### GIVEN DATA ###

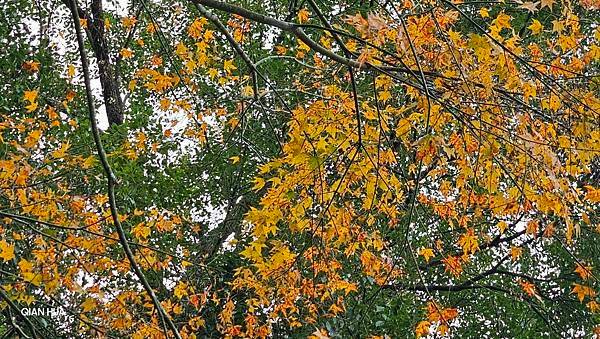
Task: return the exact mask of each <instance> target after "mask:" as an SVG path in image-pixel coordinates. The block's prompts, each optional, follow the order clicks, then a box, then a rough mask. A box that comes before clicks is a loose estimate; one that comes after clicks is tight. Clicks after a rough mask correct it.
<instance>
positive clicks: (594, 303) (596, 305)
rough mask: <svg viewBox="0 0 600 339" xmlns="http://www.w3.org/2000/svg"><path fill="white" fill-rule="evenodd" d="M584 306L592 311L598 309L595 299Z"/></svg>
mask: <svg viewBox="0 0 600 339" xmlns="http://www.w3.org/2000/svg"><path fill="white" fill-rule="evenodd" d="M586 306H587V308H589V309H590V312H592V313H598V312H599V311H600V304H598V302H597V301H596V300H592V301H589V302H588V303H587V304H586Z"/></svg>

###
### GIVEN DATA ###

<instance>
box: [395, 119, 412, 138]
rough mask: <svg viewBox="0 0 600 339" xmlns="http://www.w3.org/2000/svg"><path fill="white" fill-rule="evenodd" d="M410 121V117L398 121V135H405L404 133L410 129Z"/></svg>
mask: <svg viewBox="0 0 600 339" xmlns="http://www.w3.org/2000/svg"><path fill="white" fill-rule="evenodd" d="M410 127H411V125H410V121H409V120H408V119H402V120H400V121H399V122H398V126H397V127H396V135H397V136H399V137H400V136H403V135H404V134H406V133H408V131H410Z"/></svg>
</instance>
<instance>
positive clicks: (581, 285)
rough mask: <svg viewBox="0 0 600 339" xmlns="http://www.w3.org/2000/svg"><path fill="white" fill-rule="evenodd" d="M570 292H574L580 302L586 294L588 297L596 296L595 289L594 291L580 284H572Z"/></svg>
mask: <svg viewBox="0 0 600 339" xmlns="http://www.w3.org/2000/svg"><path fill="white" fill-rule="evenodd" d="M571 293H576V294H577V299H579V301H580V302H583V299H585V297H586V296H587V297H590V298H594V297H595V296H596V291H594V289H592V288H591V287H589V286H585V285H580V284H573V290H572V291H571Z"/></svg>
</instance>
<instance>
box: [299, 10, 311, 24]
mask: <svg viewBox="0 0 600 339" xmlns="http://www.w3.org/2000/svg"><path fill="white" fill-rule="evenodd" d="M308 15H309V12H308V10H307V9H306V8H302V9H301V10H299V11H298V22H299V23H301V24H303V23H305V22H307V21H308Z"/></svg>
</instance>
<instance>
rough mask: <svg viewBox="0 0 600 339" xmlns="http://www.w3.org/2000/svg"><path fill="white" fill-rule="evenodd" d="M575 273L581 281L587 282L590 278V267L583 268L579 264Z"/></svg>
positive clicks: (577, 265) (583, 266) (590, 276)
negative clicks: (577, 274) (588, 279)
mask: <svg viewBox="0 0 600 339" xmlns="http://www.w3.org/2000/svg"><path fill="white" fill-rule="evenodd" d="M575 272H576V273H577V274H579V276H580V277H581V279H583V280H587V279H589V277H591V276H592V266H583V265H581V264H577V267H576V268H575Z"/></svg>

###

* _WORK ITEM_
Whenever the word "positive" appears in a line of the listing, copy out that line.

* _RESPONSE BOX_
positive clicks: (594, 303) (596, 305)
positive clicks: (581, 285)
positive clicks: (577, 265) (583, 266) (590, 276)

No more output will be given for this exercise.